Items from a data source
※

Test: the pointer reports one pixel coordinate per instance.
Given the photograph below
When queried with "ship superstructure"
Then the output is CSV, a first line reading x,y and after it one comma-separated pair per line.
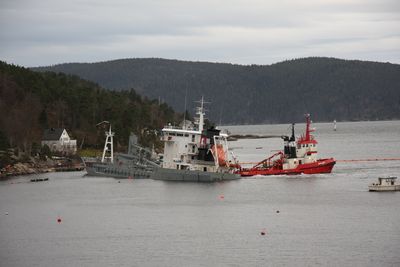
x,y
297,157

※

» EXERCISE BRIEF
What is needed is a verbatim copy of the entries, leaving out any pictures.

» ANSWER FOR THE TASK
Test: the pointer reports one pixel coordinate per instance.
Given the photograph below
When queried with "ship superstructure"
Then the output is CSV, a first line reading x,y and after it one comma-separated pair per line.
x,y
297,157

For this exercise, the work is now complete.